- **PROBLEM**
Exactly the lines from the one with "Your objective is to locate every instance of front side" through the last line of the listing must be given again.

□ □ □

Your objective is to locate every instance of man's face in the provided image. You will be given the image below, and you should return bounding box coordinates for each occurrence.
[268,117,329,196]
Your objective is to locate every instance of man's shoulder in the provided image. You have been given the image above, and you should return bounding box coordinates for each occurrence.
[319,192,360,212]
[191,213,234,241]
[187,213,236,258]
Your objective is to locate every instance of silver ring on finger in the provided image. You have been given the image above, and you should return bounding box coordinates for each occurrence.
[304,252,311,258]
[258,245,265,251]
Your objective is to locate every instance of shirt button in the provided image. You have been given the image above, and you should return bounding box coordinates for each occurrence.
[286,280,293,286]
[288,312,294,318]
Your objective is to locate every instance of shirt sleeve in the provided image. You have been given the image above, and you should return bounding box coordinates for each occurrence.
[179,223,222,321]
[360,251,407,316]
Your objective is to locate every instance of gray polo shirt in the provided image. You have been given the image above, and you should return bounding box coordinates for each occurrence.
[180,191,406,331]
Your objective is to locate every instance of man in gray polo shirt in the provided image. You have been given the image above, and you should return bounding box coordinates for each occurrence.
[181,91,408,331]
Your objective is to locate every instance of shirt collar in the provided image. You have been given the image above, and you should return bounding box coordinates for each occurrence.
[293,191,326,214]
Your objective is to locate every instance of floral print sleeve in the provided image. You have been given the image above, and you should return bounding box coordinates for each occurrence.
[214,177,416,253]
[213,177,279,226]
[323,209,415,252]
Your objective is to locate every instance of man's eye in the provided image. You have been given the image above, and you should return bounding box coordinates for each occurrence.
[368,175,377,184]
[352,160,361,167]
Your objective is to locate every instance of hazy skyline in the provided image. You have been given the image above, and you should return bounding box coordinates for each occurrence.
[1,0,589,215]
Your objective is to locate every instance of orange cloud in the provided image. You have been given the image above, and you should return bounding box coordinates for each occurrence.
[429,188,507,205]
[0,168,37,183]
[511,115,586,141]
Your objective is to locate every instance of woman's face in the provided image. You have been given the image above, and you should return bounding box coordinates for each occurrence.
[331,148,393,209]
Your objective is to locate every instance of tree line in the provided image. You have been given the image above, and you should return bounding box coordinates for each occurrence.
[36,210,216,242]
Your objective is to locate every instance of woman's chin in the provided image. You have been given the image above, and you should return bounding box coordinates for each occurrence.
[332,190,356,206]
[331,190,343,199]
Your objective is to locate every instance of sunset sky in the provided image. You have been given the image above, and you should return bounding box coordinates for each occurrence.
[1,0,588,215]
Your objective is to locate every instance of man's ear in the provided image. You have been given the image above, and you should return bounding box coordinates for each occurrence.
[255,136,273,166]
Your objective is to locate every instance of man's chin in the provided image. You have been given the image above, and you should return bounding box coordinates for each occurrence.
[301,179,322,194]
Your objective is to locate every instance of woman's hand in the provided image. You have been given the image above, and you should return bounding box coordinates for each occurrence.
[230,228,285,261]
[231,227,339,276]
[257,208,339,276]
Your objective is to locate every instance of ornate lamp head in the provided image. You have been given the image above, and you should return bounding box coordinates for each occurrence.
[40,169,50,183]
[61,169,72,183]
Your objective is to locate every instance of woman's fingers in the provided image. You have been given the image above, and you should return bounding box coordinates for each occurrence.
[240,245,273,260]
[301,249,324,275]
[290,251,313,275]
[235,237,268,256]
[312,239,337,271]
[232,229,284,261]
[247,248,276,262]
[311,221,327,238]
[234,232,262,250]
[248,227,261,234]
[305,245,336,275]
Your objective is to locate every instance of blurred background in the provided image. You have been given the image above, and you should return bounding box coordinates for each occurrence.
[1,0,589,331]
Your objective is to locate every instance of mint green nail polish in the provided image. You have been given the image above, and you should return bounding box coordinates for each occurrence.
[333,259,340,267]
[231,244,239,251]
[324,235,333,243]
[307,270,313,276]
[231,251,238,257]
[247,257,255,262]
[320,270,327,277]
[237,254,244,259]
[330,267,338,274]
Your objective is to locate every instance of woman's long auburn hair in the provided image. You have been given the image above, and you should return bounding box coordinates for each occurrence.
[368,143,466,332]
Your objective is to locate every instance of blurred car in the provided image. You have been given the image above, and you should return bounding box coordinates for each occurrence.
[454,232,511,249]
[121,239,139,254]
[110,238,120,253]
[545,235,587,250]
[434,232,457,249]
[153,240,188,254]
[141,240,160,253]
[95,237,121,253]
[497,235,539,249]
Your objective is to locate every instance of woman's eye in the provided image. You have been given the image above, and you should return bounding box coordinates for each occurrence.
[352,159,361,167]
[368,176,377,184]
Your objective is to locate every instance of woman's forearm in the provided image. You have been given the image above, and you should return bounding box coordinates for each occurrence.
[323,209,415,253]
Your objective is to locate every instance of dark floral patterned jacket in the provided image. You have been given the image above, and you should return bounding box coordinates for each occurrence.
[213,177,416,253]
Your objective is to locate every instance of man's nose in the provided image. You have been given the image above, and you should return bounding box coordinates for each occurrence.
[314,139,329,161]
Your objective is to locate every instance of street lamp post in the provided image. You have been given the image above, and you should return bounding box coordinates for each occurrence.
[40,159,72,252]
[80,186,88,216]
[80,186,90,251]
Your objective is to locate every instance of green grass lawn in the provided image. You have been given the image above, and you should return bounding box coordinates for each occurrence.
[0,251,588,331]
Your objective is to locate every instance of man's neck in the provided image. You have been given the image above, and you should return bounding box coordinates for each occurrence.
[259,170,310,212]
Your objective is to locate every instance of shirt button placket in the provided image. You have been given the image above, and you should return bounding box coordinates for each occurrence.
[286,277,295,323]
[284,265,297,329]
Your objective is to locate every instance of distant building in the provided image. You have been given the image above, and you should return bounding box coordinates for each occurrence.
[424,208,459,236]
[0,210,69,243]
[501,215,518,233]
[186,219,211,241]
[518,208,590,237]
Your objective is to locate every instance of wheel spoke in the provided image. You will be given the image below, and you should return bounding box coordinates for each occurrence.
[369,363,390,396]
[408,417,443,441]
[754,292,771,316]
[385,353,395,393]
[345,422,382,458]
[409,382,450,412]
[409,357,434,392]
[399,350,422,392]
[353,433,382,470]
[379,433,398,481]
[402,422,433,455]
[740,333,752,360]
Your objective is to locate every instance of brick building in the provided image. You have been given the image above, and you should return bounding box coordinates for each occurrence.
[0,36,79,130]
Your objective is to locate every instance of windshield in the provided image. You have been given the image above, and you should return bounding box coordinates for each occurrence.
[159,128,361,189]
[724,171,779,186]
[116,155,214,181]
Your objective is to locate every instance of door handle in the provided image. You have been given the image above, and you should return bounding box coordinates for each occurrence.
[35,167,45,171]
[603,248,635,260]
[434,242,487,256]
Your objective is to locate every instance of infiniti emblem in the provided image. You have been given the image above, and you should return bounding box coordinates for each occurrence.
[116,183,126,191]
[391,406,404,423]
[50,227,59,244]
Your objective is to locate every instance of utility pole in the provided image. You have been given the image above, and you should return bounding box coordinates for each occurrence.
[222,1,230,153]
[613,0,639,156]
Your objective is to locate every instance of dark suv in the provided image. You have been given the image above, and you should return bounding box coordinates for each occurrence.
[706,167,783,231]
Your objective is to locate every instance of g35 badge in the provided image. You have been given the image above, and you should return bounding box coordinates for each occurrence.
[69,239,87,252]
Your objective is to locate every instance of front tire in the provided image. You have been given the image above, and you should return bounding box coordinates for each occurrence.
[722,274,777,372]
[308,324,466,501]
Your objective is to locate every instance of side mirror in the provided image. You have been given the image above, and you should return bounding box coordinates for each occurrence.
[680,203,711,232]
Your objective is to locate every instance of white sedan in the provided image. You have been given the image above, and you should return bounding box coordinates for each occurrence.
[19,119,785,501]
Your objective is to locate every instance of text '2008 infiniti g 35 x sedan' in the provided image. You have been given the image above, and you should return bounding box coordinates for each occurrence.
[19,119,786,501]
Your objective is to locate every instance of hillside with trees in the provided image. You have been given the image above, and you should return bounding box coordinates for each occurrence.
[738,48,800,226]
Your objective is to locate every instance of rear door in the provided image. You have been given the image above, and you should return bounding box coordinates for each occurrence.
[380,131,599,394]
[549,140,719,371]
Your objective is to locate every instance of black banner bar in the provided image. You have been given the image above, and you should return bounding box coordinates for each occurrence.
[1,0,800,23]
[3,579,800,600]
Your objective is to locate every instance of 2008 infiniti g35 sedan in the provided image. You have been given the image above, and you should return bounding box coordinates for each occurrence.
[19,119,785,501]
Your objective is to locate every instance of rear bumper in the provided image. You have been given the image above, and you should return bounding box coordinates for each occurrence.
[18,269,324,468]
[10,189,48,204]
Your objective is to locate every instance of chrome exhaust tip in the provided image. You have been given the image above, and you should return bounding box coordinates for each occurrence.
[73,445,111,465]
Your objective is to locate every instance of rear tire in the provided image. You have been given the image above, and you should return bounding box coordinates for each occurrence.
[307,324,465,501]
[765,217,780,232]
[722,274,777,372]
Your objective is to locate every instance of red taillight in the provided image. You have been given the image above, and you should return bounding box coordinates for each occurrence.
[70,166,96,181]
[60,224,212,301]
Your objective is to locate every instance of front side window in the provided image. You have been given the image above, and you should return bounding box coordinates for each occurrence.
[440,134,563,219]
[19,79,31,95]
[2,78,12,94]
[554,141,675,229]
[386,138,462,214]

□ □ □

- **SOLUTION BELOW**
Your objective is to locate every instance of front side window in the provided image. You have been given the image above, and you should return bounding box coordinates for each occurrence.
[440,134,563,219]
[19,79,31,95]
[2,78,12,94]
[554,141,675,229]
[386,138,462,214]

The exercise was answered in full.